- What to do: Take the line containing "In this picture, where can the shoulder" and every line after it to the end of the data, and write them out exactly as they appear.

(Saved entries)
Start of Block
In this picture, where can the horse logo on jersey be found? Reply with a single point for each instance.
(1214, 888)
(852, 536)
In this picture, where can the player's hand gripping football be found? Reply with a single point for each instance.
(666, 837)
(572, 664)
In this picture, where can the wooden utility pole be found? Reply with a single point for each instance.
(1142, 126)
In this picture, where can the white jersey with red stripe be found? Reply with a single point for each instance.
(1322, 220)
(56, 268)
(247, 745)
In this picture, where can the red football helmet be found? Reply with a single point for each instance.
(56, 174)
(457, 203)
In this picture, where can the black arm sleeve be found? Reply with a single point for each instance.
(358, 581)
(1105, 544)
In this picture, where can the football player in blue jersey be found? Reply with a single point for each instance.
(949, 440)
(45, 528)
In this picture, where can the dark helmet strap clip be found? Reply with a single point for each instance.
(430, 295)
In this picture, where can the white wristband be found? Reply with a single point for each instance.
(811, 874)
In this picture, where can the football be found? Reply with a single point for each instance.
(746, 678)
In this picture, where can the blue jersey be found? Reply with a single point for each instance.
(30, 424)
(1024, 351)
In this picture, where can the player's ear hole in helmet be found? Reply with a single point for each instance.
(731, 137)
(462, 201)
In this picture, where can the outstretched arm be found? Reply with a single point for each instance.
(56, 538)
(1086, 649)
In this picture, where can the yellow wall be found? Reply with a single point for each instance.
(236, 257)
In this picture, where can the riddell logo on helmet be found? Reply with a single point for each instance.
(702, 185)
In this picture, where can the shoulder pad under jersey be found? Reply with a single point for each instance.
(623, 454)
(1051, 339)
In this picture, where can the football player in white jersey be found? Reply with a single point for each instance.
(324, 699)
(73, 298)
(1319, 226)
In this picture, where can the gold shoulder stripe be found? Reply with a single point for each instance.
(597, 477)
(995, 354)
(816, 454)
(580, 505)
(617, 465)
End of Block
- Solution to the problem:
In this picture, where can the shoulder pad under jersey be found? Reply with a single point for each instance.
(623, 454)
(1051, 339)
In this picture, where can the football player in white jersey be found? Reply with a single point for each instance.
(324, 699)
(73, 298)
(1319, 226)
In this picture, where can the gold shoulder stripe be found? Reply with a single point for each instance.
(597, 477)
(995, 354)
(816, 454)
(580, 505)
(617, 465)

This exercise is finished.